**TASK DESCRIPTION**. Show each line of the entries below that contains the string "green", matching case exactly.
● ● ● ● ●
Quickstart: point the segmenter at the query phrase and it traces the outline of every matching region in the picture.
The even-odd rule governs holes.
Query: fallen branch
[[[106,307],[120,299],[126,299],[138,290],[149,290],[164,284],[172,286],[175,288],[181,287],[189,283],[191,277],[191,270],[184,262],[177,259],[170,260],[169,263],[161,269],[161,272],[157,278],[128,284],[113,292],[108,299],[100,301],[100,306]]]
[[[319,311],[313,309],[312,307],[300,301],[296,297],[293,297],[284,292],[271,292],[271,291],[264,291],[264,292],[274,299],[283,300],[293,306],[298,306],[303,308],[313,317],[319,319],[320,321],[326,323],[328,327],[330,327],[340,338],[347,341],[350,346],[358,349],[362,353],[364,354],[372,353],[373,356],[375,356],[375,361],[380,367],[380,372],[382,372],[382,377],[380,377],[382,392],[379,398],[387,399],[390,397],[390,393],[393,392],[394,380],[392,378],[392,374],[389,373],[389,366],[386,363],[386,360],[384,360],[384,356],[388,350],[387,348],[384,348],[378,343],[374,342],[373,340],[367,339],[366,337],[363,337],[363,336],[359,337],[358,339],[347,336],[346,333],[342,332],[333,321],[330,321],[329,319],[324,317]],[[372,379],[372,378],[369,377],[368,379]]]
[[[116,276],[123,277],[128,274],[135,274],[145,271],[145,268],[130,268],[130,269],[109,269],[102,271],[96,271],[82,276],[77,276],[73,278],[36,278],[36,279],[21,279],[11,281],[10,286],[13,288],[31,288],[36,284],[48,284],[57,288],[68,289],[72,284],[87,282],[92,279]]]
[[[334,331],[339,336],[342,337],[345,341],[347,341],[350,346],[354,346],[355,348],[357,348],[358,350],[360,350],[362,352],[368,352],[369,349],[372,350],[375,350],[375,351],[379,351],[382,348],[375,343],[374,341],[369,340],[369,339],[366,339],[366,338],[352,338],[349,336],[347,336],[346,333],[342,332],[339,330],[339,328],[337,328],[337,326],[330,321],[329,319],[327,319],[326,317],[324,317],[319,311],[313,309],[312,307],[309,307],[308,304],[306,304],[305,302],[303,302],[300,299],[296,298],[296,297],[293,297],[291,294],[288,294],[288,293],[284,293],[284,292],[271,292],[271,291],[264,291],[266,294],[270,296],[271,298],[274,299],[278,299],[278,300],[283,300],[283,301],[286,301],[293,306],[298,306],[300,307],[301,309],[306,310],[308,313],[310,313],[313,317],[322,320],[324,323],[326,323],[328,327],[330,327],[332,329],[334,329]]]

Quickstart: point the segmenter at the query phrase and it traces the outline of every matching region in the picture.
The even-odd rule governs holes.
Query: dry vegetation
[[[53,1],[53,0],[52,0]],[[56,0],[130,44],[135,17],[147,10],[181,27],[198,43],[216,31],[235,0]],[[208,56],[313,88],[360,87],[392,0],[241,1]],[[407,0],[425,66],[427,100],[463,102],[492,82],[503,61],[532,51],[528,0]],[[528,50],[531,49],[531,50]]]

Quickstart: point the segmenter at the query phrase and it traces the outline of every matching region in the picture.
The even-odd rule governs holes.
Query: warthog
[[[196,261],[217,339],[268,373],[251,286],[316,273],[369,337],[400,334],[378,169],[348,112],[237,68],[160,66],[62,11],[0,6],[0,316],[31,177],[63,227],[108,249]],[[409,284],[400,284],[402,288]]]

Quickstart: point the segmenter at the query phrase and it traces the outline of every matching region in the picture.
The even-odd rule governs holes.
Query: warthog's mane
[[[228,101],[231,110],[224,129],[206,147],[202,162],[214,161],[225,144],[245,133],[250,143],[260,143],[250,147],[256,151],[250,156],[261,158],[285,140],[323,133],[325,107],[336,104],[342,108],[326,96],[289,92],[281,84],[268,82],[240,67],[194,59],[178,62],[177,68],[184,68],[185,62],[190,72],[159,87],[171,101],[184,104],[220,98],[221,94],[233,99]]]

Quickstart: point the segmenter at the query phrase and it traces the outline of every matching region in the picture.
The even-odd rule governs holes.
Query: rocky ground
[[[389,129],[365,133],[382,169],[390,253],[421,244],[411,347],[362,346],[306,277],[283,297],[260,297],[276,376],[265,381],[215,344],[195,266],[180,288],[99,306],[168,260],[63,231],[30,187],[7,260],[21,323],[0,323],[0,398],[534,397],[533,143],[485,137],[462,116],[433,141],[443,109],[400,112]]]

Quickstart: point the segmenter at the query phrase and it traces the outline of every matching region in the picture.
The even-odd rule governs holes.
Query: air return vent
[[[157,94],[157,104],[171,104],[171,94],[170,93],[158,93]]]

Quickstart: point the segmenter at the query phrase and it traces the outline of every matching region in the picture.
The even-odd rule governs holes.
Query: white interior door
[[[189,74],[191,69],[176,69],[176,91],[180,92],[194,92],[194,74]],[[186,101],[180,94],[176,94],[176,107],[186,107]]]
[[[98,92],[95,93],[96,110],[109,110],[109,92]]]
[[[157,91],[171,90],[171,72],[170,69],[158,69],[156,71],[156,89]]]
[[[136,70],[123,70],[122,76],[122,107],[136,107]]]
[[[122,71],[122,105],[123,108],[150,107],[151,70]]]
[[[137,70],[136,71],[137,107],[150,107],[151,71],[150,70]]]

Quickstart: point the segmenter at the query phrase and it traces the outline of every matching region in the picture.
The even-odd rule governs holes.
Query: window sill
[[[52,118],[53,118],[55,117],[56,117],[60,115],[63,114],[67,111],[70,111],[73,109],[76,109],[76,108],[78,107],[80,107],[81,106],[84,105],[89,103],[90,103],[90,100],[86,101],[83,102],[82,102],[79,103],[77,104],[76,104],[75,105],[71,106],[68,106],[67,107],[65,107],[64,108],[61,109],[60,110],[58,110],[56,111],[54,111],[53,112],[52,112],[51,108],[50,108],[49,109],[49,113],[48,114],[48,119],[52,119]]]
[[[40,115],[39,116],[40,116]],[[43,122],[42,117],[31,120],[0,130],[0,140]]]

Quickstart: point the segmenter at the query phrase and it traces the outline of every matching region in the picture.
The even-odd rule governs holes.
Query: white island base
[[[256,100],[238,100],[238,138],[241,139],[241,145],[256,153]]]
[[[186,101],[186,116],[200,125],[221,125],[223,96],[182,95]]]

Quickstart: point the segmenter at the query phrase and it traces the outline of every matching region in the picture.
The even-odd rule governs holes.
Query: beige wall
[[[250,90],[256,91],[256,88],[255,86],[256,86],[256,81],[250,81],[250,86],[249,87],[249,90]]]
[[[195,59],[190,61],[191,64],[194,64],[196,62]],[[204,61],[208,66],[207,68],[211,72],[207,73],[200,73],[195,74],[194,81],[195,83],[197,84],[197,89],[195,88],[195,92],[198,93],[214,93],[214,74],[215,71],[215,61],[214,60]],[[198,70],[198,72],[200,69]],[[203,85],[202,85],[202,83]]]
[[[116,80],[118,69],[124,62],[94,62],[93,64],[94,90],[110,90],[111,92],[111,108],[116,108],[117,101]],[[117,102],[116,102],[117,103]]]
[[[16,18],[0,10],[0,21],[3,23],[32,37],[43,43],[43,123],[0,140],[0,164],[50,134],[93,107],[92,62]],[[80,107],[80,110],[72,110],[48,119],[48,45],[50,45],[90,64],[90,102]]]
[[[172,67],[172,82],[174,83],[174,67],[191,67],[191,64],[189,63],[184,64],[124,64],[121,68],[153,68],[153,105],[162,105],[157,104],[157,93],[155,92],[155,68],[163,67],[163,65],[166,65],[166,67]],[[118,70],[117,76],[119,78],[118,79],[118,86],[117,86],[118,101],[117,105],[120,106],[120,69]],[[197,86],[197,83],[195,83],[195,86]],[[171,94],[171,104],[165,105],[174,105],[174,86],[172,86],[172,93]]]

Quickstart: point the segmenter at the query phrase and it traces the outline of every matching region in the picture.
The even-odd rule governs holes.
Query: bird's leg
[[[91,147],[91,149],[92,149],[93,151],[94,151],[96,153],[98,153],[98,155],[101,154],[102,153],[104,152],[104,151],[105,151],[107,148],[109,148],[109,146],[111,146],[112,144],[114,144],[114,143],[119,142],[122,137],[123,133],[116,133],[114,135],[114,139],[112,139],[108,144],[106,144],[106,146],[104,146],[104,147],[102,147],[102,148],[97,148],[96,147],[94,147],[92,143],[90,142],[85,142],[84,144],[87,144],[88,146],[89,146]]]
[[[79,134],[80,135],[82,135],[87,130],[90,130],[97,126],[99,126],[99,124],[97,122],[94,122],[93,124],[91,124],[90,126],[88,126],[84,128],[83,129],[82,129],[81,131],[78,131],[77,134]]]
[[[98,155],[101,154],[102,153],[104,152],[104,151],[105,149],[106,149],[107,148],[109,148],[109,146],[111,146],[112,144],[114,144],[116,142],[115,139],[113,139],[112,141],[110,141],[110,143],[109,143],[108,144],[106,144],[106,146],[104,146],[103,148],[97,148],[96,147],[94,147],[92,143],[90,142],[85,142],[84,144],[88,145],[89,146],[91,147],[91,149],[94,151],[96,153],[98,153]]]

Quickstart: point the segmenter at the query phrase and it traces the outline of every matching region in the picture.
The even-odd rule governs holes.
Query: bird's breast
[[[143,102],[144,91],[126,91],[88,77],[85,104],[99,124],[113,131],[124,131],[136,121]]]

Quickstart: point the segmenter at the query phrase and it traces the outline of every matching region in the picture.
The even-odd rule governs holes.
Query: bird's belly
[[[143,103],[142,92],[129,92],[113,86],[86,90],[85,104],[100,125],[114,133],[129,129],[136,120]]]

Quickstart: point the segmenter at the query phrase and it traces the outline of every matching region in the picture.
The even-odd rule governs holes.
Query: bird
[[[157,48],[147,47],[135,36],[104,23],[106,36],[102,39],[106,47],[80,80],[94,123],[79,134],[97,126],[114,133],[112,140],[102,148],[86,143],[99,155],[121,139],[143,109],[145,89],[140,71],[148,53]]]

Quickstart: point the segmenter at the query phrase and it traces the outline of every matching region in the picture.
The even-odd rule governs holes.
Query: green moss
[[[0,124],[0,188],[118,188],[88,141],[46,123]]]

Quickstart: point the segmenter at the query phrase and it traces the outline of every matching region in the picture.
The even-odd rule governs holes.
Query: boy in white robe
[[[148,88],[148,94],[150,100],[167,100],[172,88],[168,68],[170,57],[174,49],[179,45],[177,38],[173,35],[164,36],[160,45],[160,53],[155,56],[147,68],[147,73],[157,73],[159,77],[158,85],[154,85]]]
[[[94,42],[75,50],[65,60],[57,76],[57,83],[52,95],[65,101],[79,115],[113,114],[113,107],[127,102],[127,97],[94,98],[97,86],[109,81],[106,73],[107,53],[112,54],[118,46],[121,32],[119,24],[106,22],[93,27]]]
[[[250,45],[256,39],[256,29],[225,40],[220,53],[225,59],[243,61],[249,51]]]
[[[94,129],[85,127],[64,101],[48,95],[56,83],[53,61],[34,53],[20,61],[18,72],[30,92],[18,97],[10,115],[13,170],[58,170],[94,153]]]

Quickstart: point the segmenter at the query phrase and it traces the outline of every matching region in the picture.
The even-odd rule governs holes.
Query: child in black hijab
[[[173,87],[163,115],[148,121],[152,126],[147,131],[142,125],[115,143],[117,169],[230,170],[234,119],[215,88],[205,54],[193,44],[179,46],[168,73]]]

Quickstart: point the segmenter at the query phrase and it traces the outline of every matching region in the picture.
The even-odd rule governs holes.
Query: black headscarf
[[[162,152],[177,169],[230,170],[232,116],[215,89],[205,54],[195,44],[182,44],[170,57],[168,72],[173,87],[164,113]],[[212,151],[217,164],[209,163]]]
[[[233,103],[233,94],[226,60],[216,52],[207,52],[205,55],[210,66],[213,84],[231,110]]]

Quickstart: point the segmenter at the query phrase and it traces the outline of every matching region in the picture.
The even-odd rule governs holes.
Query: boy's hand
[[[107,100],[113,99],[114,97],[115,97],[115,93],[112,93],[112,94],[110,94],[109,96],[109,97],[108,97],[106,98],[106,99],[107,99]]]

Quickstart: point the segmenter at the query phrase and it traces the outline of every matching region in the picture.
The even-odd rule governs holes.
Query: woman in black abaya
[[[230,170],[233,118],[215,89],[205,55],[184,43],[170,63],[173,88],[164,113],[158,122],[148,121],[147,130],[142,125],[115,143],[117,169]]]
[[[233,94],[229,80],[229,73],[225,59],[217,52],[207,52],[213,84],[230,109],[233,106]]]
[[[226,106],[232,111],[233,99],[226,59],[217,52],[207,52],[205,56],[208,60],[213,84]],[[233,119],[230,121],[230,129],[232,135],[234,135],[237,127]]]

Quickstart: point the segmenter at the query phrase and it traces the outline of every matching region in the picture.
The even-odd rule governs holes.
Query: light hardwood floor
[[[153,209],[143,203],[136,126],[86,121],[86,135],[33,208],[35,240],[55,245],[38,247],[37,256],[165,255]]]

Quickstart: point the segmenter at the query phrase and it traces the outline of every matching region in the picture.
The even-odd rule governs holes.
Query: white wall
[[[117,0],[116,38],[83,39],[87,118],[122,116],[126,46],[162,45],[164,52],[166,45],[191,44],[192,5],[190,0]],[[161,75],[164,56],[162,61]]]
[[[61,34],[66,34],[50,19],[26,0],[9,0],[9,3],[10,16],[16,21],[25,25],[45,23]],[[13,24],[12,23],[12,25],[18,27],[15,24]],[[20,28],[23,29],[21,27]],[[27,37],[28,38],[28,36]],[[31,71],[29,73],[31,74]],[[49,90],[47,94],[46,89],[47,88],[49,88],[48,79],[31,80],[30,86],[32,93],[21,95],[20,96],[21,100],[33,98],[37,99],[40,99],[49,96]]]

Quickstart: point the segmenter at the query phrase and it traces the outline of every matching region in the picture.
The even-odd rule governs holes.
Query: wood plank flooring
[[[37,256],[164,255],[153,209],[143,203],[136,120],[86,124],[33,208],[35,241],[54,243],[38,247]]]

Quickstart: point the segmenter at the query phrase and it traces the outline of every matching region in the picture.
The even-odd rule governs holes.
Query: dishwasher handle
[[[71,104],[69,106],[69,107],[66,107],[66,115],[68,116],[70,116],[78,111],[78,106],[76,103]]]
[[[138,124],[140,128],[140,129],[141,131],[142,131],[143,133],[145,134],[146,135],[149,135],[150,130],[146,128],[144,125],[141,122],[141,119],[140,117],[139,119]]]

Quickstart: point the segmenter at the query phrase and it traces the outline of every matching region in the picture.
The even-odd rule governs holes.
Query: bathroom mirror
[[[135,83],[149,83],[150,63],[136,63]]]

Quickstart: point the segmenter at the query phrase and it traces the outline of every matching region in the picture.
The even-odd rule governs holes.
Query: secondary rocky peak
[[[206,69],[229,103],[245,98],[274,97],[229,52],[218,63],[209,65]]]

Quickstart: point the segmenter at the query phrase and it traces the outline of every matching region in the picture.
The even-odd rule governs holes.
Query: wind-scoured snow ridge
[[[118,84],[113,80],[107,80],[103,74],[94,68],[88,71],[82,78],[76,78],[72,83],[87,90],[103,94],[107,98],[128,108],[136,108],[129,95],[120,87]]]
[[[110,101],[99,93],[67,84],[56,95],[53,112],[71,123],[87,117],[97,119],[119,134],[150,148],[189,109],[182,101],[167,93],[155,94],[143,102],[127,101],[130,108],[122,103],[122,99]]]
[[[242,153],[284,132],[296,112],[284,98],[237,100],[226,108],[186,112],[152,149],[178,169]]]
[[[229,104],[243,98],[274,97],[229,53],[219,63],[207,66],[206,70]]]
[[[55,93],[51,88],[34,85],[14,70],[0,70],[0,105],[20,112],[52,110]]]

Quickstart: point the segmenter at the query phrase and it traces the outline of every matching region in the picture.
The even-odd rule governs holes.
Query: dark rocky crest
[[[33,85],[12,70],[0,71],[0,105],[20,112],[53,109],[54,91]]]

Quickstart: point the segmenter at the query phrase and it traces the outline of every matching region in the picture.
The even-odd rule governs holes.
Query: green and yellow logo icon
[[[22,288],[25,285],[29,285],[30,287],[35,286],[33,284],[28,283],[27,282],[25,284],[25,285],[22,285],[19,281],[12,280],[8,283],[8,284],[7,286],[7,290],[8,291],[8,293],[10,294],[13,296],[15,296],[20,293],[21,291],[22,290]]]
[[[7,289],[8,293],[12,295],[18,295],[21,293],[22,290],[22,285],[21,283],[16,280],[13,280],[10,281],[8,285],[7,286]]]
● ● ● ● ●
**COMPLETED TASK**.
Query: green moss
Query: green and yellow logo icon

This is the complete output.